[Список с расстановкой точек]
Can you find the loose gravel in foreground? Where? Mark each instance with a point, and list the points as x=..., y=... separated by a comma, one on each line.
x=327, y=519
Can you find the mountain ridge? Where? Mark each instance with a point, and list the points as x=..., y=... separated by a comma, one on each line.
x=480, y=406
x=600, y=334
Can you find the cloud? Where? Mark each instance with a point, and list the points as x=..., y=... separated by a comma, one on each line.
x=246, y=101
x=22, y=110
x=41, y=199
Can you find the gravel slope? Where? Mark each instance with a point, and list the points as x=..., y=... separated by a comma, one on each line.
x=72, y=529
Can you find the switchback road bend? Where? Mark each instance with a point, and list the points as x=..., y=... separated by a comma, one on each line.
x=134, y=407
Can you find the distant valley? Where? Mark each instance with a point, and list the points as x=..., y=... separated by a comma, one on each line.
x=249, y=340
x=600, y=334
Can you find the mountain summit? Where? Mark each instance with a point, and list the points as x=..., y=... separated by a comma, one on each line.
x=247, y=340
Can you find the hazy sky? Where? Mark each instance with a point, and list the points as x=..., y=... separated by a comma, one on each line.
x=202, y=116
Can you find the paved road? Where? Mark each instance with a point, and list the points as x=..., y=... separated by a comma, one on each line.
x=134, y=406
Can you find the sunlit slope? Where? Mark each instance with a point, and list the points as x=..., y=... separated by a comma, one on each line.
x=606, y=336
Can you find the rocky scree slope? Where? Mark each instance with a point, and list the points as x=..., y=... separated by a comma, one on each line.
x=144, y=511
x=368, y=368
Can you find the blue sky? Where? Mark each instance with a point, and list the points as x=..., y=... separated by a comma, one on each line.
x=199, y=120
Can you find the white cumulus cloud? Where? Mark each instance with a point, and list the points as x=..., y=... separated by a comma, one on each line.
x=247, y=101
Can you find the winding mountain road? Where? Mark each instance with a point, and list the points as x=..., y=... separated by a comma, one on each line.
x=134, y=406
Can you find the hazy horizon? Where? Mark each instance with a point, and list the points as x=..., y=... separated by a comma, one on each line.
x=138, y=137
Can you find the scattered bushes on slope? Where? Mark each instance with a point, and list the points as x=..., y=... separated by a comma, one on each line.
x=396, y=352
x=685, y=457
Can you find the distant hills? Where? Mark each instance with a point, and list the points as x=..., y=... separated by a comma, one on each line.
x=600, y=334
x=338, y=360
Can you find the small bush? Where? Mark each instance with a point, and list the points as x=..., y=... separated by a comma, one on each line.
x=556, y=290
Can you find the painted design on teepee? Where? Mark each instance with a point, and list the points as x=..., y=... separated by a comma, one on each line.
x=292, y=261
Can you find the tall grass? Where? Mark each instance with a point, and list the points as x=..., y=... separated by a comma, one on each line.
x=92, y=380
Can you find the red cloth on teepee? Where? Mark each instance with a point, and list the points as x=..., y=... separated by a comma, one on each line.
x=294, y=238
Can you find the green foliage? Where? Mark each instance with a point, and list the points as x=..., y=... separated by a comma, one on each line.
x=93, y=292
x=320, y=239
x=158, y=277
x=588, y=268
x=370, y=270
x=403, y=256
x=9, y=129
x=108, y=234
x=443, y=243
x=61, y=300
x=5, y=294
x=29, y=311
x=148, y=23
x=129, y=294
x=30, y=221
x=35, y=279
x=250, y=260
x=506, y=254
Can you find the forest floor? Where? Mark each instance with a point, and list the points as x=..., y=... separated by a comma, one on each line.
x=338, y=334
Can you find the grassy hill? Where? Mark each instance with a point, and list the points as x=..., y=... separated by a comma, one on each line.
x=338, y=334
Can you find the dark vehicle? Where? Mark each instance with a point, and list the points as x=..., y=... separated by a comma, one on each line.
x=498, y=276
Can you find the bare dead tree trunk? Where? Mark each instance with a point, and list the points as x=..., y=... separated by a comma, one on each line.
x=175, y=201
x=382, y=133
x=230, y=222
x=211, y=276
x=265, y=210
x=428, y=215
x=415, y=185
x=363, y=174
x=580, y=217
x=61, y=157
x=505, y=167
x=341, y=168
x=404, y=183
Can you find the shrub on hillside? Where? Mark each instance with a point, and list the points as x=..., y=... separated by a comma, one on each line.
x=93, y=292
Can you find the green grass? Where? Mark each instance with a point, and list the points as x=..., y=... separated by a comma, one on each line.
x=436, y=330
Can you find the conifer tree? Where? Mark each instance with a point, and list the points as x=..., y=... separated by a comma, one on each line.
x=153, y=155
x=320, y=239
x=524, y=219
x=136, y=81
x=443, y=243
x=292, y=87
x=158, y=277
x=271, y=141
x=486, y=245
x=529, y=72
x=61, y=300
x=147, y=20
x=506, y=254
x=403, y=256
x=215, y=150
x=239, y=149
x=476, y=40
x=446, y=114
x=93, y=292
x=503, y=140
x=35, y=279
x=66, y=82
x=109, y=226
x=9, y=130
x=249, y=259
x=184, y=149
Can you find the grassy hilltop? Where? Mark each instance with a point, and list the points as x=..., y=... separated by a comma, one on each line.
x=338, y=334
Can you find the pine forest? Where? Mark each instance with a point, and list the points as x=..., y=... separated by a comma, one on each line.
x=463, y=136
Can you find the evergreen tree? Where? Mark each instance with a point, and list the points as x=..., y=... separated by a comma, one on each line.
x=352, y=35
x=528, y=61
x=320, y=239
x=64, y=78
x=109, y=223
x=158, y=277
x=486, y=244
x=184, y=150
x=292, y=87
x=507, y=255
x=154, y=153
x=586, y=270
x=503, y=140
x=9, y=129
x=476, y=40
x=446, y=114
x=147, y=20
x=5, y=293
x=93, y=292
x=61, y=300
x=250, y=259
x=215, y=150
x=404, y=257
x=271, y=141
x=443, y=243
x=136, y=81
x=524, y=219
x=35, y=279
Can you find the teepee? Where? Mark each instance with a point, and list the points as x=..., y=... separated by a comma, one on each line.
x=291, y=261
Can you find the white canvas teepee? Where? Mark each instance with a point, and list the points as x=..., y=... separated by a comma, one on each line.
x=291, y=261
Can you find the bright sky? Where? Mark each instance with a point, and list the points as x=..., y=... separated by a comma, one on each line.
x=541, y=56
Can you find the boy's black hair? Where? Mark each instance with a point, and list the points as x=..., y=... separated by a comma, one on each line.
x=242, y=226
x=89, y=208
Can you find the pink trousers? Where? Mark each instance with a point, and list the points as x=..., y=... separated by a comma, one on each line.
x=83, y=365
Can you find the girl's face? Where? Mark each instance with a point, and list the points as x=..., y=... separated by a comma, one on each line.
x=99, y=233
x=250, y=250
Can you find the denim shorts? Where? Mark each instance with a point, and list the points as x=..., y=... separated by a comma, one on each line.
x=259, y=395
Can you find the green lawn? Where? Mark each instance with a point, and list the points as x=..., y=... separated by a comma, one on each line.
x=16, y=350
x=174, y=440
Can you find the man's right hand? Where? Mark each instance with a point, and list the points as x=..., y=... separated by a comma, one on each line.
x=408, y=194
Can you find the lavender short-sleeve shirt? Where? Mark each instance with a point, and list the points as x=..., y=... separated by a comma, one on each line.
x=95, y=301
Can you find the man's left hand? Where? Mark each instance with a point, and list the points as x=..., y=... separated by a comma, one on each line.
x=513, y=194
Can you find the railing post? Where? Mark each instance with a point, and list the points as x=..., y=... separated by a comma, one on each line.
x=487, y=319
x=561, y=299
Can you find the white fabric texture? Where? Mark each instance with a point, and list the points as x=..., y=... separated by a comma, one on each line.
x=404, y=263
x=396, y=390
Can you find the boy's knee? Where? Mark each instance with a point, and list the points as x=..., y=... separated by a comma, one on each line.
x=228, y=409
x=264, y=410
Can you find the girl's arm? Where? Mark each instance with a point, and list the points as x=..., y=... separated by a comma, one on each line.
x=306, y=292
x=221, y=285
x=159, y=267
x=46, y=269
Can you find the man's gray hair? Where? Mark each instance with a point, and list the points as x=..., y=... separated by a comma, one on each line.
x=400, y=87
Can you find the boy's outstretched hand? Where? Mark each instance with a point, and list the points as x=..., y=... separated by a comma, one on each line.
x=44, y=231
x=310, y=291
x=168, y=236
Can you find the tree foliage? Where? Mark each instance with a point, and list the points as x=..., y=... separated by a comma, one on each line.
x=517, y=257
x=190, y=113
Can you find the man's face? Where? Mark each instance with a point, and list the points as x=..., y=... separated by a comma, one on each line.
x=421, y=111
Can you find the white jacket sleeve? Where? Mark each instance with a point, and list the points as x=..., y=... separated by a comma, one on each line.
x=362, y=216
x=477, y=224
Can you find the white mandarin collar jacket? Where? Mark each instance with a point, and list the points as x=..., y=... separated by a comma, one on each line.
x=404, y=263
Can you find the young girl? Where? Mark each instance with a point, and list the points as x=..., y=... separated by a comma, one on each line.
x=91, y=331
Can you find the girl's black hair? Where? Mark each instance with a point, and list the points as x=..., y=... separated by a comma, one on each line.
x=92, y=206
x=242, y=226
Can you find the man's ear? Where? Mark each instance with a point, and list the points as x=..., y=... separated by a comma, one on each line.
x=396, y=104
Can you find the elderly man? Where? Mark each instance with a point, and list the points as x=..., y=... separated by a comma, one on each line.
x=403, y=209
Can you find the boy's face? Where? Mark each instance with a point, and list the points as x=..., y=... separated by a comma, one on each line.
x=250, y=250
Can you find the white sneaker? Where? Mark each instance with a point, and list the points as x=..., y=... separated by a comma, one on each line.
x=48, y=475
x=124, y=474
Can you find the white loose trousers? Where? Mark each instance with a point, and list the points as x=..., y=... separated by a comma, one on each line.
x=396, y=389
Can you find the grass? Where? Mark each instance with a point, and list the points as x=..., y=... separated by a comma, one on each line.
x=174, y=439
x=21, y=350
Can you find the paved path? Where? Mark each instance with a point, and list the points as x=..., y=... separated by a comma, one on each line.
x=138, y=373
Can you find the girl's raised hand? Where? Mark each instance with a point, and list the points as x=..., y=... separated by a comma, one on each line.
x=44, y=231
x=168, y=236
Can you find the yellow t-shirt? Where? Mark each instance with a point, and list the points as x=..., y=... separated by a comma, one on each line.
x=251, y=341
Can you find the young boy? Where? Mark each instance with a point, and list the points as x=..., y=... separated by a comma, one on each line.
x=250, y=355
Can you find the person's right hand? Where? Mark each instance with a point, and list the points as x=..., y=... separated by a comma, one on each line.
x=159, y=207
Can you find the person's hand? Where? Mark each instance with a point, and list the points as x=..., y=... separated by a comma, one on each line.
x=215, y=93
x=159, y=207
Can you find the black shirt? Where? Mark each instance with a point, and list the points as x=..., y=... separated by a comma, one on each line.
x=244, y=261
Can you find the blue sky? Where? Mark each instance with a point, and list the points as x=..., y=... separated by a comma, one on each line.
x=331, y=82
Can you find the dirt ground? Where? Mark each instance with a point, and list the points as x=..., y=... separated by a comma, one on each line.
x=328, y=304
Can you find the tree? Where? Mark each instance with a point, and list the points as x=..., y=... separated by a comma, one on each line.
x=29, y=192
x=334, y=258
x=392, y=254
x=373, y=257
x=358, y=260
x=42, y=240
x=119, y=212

ЗАДАНИЕ: Выпишите без изменений строки списка: от строки, содержащей «Can you find the rocky», до строки, содержащей «x=294, y=238», включительно.

ОТВЕТ:
Can you find the rocky scree slope? Where? Mark each instance with a point, and list the points as x=..., y=... separated by a comma, one on each line.
x=144, y=511
x=368, y=368
Can you find the blue sky? Where? Mark each instance with a point, and list the points as x=..., y=... separated by a comma, one on each line.
x=199, y=120
Can you find the white cumulus cloud? Where? Mark each instance with a point, and list the points as x=..., y=... separated by a comma, one on each line.
x=247, y=101
Can you find the winding mountain road? Where? Mark each instance with a point, and list the points as x=..., y=... separated by a comma, one on each line.
x=134, y=406
Can you find the hazy horizon? Where? Mark each instance with a point, and list the points as x=..., y=... separated by a comma, one on each line.
x=138, y=137
Can you find the scattered bushes on slope? Where? Mark each instance with a point, and list the points as x=..., y=... separated by a comma, one on each line.
x=396, y=352
x=685, y=457
Can you find the distant hills? Where? Mark each instance with a point, and list the points as x=..., y=... separated by a comma, one on each line.
x=600, y=334
x=338, y=360
Can you find the small bush? Where? Mark each instance with a point, and list the points as x=..., y=... separated by a comma, one on each line.
x=556, y=290
Can you find the painted design on teepee? Where? Mark each instance with a point, and list the points as x=..., y=... separated by a comma, one on each line.
x=292, y=261
Can you find the tall grass? Where? Mark each instance with a point, and list the points as x=..., y=... separated by a comma, one on each line.
x=92, y=380
Can you find the red cloth on teepee? Where? Mark each instance with a point, and list the points as x=..., y=... separated by a comma, one on each line.
x=294, y=238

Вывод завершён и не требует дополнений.